# Start of Source data

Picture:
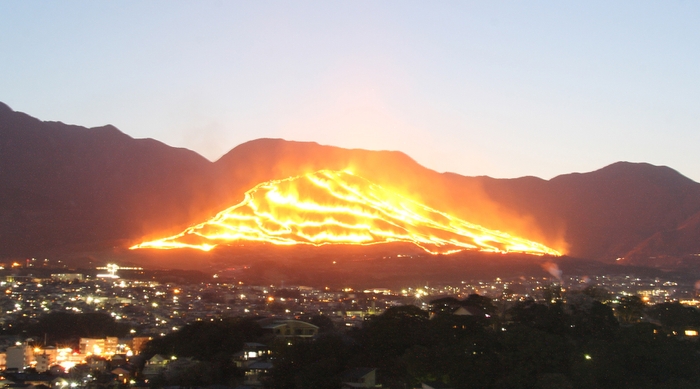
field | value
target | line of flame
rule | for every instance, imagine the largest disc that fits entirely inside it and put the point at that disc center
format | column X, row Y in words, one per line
column 273, row 220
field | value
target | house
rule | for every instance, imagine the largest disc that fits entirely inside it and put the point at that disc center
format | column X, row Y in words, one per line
column 361, row 377
column 155, row 366
column 291, row 328
column 251, row 352
column 255, row 372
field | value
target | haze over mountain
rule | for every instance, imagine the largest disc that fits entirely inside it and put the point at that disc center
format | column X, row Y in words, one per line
column 70, row 189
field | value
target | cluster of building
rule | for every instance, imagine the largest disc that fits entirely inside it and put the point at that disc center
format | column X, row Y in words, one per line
column 154, row 309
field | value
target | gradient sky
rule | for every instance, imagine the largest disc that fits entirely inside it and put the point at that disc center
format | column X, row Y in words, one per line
column 498, row 88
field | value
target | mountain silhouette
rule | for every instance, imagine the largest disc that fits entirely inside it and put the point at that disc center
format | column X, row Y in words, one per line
column 71, row 189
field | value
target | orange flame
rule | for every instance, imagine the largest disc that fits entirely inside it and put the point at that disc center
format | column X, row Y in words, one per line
column 338, row 207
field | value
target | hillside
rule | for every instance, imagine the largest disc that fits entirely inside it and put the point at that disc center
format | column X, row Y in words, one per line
column 71, row 189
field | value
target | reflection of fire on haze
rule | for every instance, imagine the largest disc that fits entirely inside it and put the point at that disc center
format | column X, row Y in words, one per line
column 552, row 269
column 336, row 207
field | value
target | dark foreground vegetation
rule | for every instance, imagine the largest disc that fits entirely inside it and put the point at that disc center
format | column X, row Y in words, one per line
column 577, row 342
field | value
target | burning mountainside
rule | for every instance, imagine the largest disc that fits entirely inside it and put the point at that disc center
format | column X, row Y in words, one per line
column 335, row 207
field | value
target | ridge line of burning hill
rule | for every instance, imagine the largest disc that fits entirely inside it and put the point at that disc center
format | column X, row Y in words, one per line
column 338, row 207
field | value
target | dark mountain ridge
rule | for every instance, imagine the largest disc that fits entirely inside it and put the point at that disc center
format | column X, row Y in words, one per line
column 68, row 189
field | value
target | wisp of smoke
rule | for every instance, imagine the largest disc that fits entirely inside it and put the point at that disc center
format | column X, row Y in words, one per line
column 552, row 269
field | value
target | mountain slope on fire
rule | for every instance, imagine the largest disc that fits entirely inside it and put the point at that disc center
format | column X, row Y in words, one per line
column 338, row 207
column 68, row 190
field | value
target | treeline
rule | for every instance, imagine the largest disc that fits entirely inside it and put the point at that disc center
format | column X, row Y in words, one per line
column 577, row 342
column 580, row 343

# End of Source data

What to produce: Could you copy out, word for word, the lines from the start of the entries through the line containing "column 273, row 220", leaving the pictures out of your answer?

Answer to the task:
Picture:
field | value
target | line of flame
rule | for every instance, imagine the largest disc that fits entirely inside it and put the point at that disc center
format | column X, row Y in words, one per line
column 273, row 220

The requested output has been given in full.